BEGIN RECORDS SUPPLIED
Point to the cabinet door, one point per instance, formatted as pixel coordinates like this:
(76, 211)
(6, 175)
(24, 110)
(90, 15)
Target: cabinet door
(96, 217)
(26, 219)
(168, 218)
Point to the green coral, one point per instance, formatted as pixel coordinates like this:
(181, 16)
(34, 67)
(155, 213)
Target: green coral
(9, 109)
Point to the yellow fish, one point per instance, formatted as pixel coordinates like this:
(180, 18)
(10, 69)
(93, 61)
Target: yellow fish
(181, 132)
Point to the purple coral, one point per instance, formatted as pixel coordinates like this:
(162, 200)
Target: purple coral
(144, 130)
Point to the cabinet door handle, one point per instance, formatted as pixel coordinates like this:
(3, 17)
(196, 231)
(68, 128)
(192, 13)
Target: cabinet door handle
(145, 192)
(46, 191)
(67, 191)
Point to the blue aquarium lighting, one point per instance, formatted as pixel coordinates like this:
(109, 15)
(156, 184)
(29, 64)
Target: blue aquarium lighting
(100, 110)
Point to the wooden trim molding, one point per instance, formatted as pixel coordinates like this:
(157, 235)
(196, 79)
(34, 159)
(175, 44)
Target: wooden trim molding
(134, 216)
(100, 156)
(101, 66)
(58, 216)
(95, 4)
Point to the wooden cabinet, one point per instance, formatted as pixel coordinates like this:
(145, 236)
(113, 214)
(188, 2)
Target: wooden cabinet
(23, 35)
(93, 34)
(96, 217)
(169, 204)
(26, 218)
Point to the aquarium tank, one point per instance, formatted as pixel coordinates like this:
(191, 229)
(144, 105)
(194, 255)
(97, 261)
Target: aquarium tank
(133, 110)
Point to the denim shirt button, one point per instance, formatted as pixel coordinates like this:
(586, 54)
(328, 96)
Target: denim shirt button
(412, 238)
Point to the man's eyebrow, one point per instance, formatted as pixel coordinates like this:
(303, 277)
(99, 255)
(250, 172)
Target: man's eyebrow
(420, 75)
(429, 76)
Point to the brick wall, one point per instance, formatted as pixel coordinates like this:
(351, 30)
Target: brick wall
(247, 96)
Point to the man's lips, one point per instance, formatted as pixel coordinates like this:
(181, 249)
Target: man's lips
END RECORDS SUPPLIED
Return each line of the records above exactly as it reads.

> [EXERCISE RESPONSE]:
Point to the cabinet door, one point per instance, formatted as pixel coordinates like this:
(76, 211)
(6, 175)
(24, 110)
(90, 15)
Target: cabinet door
(96, 217)
(26, 219)
(168, 218)
Point to the green coral, one point per instance, formatted as pixel coordinates like this:
(181, 16)
(34, 67)
(155, 213)
Target: green coral
(9, 109)
Point to the yellow fish, one point per instance, formatted as pixel coordinates like this:
(180, 18)
(10, 69)
(93, 61)
Target: yellow fish
(181, 132)
Point to the purple coral, one point per instance, formatted as pixel coordinates like this:
(162, 200)
Target: purple coral
(144, 130)
Point to the cabinet door handle, one point per instance, formatted as pixel coordinates like this:
(3, 17)
(196, 231)
(68, 128)
(192, 13)
Target: cabinet door handle
(145, 192)
(46, 191)
(67, 191)
Point to the blue aquarium lighting, one point per instance, formatted as pixel coordinates like this:
(109, 15)
(156, 184)
(29, 64)
Target: blue aquarium lighting
(100, 110)
Point to the wooden trim molding, one point per instance, formatted as pixel coordinates like this:
(157, 235)
(196, 79)
(34, 159)
(175, 44)
Target: wooden trim molding
(134, 216)
(100, 156)
(101, 66)
(58, 216)
(95, 4)
Point to the wooden cabinet, one point per instance, formatted as pixel coordinates like this:
(145, 236)
(113, 214)
(188, 2)
Target: wooden cabinet
(23, 35)
(93, 34)
(96, 217)
(169, 204)
(26, 218)
Point to the aquarium tank, one point per instance, formatted as pixel coordinates like this:
(191, 229)
(144, 105)
(194, 255)
(97, 261)
Target: aquarium tank
(133, 110)
Point to the denim shirt button, one point per instance, formatted as pixel coordinates like this:
(586, 54)
(328, 96)
Target: denim shirt button
(412, 238)
Point to the man's eyebrow, one point per instance, formatted as pixel coordinates like this:
(303, 277)
(99, 255)
(250, 172)
Target: man's eyebrow
(420, 75)
(429, 76)
Point to the brick wall, one point per instance, formatted as pixel coordinates like this:
(351, 30)
Target: brick wall
(247, 96)
Point to the man's lips, one point per instance, formatted as pixel coordinates like this:
(181, 249)
Target: man's lips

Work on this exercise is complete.